Region labeling records:
■ ■ ■ ■

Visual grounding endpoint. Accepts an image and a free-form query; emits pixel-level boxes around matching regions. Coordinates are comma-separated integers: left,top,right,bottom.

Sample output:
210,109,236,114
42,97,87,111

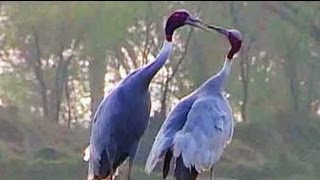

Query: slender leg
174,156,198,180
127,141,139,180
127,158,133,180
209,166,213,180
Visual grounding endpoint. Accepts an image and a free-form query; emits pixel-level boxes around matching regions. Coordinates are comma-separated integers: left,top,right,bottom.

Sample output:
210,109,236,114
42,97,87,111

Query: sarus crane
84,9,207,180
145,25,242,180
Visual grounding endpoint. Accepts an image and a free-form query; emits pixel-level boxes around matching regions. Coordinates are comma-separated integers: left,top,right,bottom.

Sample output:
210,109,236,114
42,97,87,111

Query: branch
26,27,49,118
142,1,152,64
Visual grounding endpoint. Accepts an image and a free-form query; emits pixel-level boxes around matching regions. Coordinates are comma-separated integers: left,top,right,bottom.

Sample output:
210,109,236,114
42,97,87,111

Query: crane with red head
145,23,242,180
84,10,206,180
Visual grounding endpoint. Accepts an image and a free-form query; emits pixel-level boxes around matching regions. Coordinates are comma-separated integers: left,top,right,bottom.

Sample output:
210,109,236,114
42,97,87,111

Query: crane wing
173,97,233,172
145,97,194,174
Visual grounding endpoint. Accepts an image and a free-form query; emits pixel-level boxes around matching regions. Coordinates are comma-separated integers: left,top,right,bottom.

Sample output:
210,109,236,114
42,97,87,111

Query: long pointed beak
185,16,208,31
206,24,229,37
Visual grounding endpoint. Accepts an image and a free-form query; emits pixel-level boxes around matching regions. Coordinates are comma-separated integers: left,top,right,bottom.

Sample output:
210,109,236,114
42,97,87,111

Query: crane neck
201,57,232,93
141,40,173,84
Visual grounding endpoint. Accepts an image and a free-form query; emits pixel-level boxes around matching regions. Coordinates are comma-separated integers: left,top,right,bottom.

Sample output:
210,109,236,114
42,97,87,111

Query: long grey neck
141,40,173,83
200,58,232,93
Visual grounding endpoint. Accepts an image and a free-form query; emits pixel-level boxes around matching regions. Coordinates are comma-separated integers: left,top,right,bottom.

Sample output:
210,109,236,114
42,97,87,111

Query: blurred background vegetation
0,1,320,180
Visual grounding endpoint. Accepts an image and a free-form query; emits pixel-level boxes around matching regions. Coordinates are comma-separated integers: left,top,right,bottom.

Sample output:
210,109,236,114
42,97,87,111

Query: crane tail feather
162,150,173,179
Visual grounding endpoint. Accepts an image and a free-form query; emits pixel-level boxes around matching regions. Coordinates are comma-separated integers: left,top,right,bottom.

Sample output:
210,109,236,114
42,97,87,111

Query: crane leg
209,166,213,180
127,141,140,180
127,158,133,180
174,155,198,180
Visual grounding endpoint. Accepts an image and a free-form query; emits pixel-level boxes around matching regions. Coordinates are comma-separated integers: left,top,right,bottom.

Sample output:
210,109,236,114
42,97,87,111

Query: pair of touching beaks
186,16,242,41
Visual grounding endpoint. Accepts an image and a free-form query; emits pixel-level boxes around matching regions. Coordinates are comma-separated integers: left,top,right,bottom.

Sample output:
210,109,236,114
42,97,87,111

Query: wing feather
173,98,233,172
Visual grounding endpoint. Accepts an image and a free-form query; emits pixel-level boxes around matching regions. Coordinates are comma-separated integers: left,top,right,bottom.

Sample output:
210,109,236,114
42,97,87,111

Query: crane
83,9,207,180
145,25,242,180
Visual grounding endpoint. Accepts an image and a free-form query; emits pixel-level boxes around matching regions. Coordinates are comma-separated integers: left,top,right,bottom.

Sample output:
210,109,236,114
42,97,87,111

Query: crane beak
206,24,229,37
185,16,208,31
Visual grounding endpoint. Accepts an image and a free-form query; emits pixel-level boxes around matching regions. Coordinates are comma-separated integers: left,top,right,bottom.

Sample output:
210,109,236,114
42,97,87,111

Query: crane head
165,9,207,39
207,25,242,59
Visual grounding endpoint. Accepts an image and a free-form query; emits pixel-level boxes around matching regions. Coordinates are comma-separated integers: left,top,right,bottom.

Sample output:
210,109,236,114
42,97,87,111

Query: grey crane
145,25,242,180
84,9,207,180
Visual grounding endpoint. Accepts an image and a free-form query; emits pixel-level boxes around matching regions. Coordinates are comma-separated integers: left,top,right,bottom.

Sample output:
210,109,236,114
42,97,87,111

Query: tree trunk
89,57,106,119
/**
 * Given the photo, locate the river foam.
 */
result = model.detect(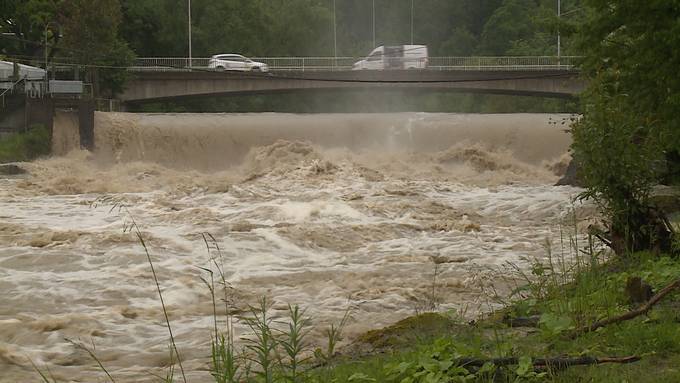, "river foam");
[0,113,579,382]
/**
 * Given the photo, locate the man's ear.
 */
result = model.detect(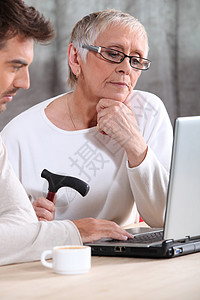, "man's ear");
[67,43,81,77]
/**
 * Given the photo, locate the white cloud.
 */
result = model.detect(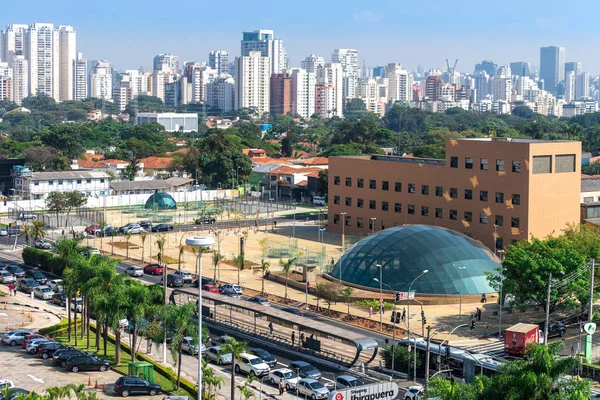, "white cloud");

■ ■ ■ ■

SHORT EXERCISE: Rewrite the listing from its first line up to and including the line that contains "200,58,232,93" as a JSON list of strings, one string per line, skipping blank lines. Leave the pictures out.

CORRECT OUTPUT:
[
  "Visual grounding endpoint. Accepts an image and a free-form query; emits pixel-level boxes around matching regions. Coordinates are comma-separated integers: left,top,right,bottom.",
  "Sample output:",
  "210,109,236,114",
  "42,97,87,111",
  "Query: slender leg",
  "174,156,198,180",
  "127,141,139,180",
  "127,158,133,180",
  "209,166,213,180",
  "Visual grounding endpoint. Accepts an image and a free-form query; emits pixel-level boxes around matching regions. Coordinates are comma-separated integers: left,top,right,bottom.",
  "Sample output:",
  "210,109,236,114",
  "42,97,87,111",
  "Query: sarus crane",
  "84,9,207,180",
  "145,25,242,180",
  "Visual grounding endpoint. Accepts an image and a free-form query; emits pixel-level boxes around matching regions. Coordinates are comma-separated integers: left,top,right,bottom.",
  "Sample output:",
  "210,109,236,114",
  "42,97,87,111",
  "Query: branch",
  "26,27,49,118",
  "142,1,152,64",
  "Visual grounding endpoint. Accepts an image and a free-form query; emits pixel-level boxes around matching regions. Coordinates are comma-separated integers: left,top,right,bottom.",
  "Sample output:",
  "210,109,236,114",
  "42,97,87,111",
  "Query: crane with red head",
  "145,23,242,180",
  "84,10,206,180",
  "Visual grounding endpoint. Accepts an image and a free-form query; emits pixel-level boxes around matching regions. Coordinates are comma-separated integers: left,top,right,bottom.",
  "Sample output:",
  "210,109,236,114",
  "42,97,87,111",
  "Query: crane wing",
  "173,97,233,172",
  "145,97,194,174",
  "Visual grounding endpoint. Accepts an image and a free-form query; emits pixel-level boxes around matching regions. Coordinates are comma-separated integers: left,top,right,bottom.",
  "Sample output:",
  "210,109,236,114",
  "42,97,87,111",
  "Query: long pointed beak",
  "185,16,208,31",
  "206,24,229,37",
  "Visual grounding endpoint. Accepts an image and a free-form query; emits pixel-level boxes around matching regions. Coordinates are comma-separated integers: left,top,right,bottom.",
  "Sample output:",
  "210,109,236,114",
  "42,97,87,111",
  "Query: crane neck",
  "201,57,232,93",
  "141,40,173,84",
  "Visual grounding endpoint. Accepts an image and a free-form query; emits pixel-level boxes around matching regions. Coordinates are comma-separated integers: left,top,right,bottom.",
  "Sample output:",
  "210,109,236,114",
  "42,97,87,111",
  "Query: long grey neck",
  "141,40,173,83",
  "200,58,232,93"
]